§ **TASK DIRECTIONS**: Copy out every line in the records below that contains the word "fruit".

§ **PROVIDED RECORDS**:
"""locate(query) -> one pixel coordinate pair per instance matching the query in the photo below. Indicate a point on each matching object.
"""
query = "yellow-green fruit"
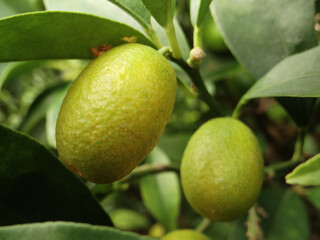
(222, 169)
(185, 234)
(115, 112)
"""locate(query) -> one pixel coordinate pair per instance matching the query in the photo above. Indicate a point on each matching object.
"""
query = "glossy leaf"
(161, 192)
(198, 9)
(286, 215)
(296, 76)
(65, 231)
(307, 173)
(16, 69)
(39, 107)
(135, 9)
(36, 187)
(102, 8)
(313, 195)
(38, 35)
(269, 30)
(162, 11)
(9, 7)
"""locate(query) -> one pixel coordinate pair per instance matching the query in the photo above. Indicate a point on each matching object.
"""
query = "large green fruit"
(185, 234)
(222, 169)
(115, 112)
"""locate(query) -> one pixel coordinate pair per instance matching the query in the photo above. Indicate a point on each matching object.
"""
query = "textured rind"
(222, 169)
(185, 234)
(115, 112)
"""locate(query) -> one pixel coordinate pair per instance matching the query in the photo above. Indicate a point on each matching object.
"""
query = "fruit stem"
(298, 148)
(171, 34)
(237, 111)
(153, 35)
(204, 224)
(204, 94)
(197, 37)
(146, 169)
(254, 231)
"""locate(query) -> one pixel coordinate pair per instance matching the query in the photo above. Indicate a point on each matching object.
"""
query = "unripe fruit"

§ **TASK RESULT**:
query = "yellow-green fruit"
query = "large green fruit"
query = "fruit stem"
query = "unripe fruit"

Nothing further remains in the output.